[Start of STORED ROWS]

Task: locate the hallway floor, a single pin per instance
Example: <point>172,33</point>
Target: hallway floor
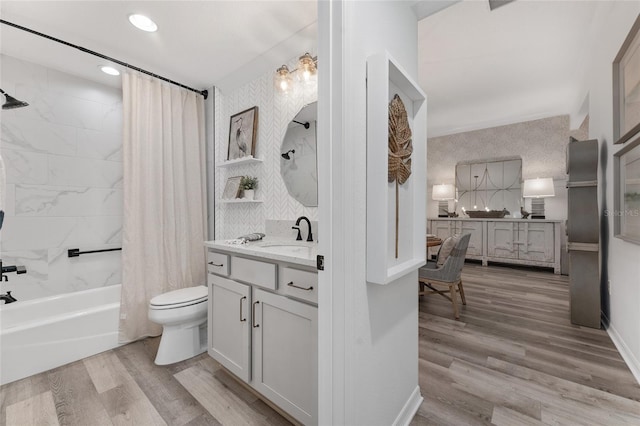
<point>513,358</point>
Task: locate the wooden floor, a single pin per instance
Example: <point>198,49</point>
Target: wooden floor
<point>512,359</point>
<point>515,359</point>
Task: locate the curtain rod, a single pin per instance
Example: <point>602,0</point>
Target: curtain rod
<point>204,93</point>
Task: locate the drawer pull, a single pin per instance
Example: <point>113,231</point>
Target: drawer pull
<point>253,315</point>
<point>241,299</point>
<point>291,284</point>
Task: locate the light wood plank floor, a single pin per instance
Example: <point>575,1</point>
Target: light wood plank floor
<point>513,359</point>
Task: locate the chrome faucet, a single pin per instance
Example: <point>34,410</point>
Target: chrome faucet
<point>309,235</point>
<point>8,298</point>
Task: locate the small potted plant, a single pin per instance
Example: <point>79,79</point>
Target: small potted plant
<point>248,185</point>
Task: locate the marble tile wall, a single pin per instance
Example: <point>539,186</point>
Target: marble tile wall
<point>63,155</point>
<point>275,113</point>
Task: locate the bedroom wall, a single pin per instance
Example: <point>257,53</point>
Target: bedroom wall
<point>275,111</point>
<point>541,144</point>
<point>63,156</point>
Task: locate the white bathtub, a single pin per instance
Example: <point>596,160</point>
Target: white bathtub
<point>41,334</point>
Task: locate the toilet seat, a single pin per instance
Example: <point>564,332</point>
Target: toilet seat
<point>180,298</point>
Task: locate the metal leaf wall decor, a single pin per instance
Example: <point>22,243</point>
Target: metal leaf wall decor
<point>400,149</point>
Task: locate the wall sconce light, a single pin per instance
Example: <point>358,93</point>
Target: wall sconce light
<point>306,69</point>
<point>443,194</point>
<point>538,189</point>
<point>286,155</point>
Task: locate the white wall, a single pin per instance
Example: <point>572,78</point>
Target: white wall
<point>63,155</point>
<point>274,114</point>
<point>620,259</point>
<point>369,339</point>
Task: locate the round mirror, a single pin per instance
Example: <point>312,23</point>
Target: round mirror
<point>298,166</point>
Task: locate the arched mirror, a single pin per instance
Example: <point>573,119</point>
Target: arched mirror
<point>298,164</point>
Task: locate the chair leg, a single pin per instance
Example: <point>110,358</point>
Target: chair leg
<point>454,300</point>
<point>464,301</point>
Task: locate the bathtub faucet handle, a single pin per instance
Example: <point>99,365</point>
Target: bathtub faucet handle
<point>8,298</point>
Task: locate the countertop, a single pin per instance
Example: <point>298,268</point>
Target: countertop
<point>272,248</point>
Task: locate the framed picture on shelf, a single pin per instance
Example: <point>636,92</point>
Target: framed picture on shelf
<point>243,128</point>
<point>627,192</point>
<point>232,188</point>
<point>626,87</point>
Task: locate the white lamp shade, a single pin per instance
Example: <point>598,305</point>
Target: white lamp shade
<point>443,192</point>
<point>538,188</point>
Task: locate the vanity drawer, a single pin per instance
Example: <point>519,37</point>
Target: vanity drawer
<point>298,283</point>
<point>217,263</point>
<point>254,272</point>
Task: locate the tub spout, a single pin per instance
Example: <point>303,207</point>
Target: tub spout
<point>8,298</point>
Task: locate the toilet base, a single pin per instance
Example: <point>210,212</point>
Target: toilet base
<point>181,342</point>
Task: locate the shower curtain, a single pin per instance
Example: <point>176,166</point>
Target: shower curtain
<point>164,197</point>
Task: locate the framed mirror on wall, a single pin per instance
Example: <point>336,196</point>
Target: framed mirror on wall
<point>493,184</point>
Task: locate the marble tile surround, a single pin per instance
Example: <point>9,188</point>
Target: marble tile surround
<point>63,155</point>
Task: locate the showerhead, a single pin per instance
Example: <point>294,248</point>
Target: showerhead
<point>11,102</point>
<point>286,155</point>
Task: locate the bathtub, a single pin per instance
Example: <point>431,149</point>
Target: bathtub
<point>41,334</point>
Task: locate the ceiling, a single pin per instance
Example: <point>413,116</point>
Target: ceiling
<point>479,68</point>
<point>198,43</point>
<point>522,61</point>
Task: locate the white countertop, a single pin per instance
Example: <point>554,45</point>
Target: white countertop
<point>272,248</point>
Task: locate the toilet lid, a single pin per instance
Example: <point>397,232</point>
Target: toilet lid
<point>184,296</point>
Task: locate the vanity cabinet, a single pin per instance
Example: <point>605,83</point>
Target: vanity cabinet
<point>229,326</point>
<point>263,328</point>
<point>520,241</point>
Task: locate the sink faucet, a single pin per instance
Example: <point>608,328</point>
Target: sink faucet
<point>6,269</point>
<point>309,235</point>
<point>8,298</point>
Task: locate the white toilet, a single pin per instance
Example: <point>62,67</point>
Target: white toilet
<point>183,316</point>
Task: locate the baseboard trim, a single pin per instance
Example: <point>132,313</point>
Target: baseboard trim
<point>410,408</point>
<point>628,356</point>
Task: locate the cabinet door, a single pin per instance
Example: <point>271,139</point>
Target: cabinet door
<point>476,241</point>
<point>229,330</point>
<point>502,239</point>
<point>285,354</point>
<point>443,228</point>
<point>537,242</point>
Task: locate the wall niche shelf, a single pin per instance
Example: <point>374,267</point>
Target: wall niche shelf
<point>241,201</point>
<point>238,162</point>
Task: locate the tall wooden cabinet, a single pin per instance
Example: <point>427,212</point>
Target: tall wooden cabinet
<point>520,241</point>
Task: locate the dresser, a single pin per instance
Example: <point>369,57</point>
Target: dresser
<point>532,242</point>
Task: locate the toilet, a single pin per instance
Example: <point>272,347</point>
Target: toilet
<point>183,316</point>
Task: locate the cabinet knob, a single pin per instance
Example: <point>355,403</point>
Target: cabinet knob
<point>253,315</point>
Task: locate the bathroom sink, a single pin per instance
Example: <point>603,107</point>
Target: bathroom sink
<point>291,248</point>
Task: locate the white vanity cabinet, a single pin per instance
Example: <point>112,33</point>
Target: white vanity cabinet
<point>263,328</point>
<point>521,241</point>
<point>229,326</point>
<point>285,353</point>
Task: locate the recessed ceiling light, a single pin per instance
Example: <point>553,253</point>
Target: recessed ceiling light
<point>142,22</point>
<point>109,70</point>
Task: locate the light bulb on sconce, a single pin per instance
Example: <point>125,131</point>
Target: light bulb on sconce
<point>306,69</point>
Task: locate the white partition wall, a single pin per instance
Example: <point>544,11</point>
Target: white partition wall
<point>368,334</point>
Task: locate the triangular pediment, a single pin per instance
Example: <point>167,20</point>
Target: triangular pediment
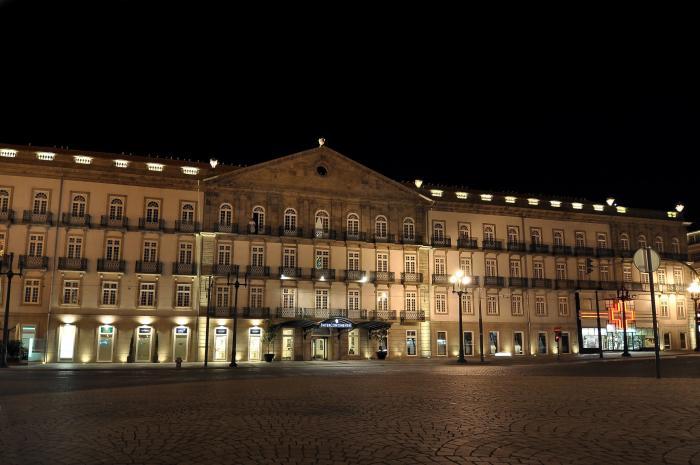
<point>320,171</point>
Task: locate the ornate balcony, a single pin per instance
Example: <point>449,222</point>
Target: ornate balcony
<point>115,266</point>
<point>72,264</point>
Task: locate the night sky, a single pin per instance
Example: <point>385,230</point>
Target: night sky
<point>139,84</point>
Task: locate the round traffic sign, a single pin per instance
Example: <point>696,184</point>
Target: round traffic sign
<point>640,260</point>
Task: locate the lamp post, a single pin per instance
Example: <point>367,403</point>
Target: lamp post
<point>236,284</point>
<point>623,295</point>
<point>6,269</point>
<point>459,286</point>
<point>694,290</point>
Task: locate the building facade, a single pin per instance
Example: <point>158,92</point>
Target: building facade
<point>137,259</point>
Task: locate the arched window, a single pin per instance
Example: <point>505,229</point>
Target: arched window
<point>322,221</point>
<point>116,209</point>
<point>41,203</point>
<point>624,241</point>
<point>642,241</point>
<point>380,227</point>
<point>290,219</point>
<point>225,214</point>
<point>659,244</point>
<point>409,229</point>
<point>353,224</point>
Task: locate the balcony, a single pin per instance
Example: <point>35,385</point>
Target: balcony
<point>539,248</point>
<point>256,271</point>
<point>30,217</point>
<point>541,283</point>
<point>298,232</point>
<point>491,245</point>
<point>68,219</point>
<point>494,281</point>
<point>289,272</point>
<point>441,241</point>
<point>561,250</point>
<point>72,264</point>
<point>255,312</point>
<point>356,275</point>
<point>187,226</point>
<point>151,225</point>
<point>111,266</point>
<point>382,276</point>
<point>227,227</point>
<point>184,269</point>
<point>323,274</point>
<point>33,263</point>
<point>149,267</point>
<point>466,243</point>
<point>516,246</point>
<point>412,315</point>
<point>517,282</point>
<point>411,278</point>
<point>109,222</point>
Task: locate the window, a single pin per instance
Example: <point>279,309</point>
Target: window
<point>322,299</point>
<point>185,253</point>
<point>187,213</point>
<point>113,249</point>
<point>563,306</point>
<point>540,307</point>
<point>224,254</point>
<point>289,257</point>
<point>353,224</point>
<point>624,242</point>
<point>290,219</point>
<point>322,221</point>
<point>516,305</point>
<point>561,270</point>
<point>380,227</point>
<point>257,255</point>
<point>257,297</point>
<point>491,268</point>
<point>515,268</point>
<point>147,295</point>
<point>36,245</point>
<point>71,290</point>
<point>491,305</point>
<point>41,203</point>
<point>353,299</point>
<point>558,237</point>
<point>150,251</point>
<point>289,297</point>
<point>382,261</point>
<point>31,291</point>
<point>78,205</point>
<point>225,214</point>
<point>411,301</point>
<point>75,247</point>
<point>183,297</point>
<point>409,229</point>
<point>109,293</point>
<point>440,302</point>
<point>152,211</point>
<point>440,265</point>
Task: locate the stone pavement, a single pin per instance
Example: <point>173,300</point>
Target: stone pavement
<point>359,414</point>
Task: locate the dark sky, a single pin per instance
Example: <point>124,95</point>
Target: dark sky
<point>190,83</point>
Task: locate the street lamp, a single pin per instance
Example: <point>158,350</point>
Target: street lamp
<point>623,295</point>
<point>6,269</point>
<point>694,290</point>
<point>459,286</point>
<point>236,284</point>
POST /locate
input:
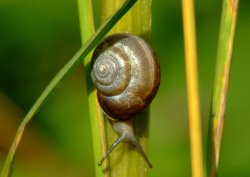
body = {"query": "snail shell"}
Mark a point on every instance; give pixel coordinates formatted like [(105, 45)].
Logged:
[(126, 74)]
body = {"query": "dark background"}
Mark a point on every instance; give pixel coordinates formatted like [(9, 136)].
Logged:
[(38, 37)]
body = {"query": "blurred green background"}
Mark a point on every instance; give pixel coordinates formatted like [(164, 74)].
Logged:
[(38, 37)]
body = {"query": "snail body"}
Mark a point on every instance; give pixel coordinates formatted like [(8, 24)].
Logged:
[(126, 74)]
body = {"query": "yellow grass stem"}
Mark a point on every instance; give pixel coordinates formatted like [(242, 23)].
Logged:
[(192, 88)]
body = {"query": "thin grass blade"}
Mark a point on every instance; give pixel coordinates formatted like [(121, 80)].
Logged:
[(222, 72), (192, 88)]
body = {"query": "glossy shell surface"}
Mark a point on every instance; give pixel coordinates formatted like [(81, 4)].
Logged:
[(126, 74)]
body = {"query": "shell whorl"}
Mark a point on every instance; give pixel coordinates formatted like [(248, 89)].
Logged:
[(126, 74)]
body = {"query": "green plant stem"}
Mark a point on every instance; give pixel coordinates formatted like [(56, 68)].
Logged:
[(95, 114), (219, 98), (65, 71), (125, 160)]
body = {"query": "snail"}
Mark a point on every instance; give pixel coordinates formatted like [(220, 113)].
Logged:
[(126, 74)]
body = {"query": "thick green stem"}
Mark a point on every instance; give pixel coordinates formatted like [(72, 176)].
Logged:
[(218, 107), (125, 160)]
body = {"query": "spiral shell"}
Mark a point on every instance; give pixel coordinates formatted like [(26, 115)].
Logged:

[End of STORED ROWS]

BRIEF:
Please quote the rows word for word, starting with the line containing "Task: locate the white vanity" and ending with the line containing "<point>320,171</point>", both ends included. Leave the pictures out of your answer.

FULL RESPONSE:
Task: locate the white vanity cabinet, a single pin per instance
Example: <point>112,33</point>
Target: white vanity cabinet
<point>263,328</point>
<point>521,241</point>
<point>229,326</point>
<point>285,353</point>
Task: locate the recessed ceiling light, a single pin per instance
Example: <point>553,253</point>
Target: recessed ceiling light
<point>142,22</point>
<point>109,70</point>
Task: locate the light bulb on sconce, a single pin per instance
Example: <point>125,131</point>
Target: light bulb on sconce
<point>306,69</point>
Task: locate the white partition wall, a single pin per instance
Example: <point>544,11</point>
Target: white partition wall
<point>368,334</point>
Task: locate the triangular pediment, a single pin per instance
Example: <point>167,20</point>
Target: triangular pediment
<point>320,171</point>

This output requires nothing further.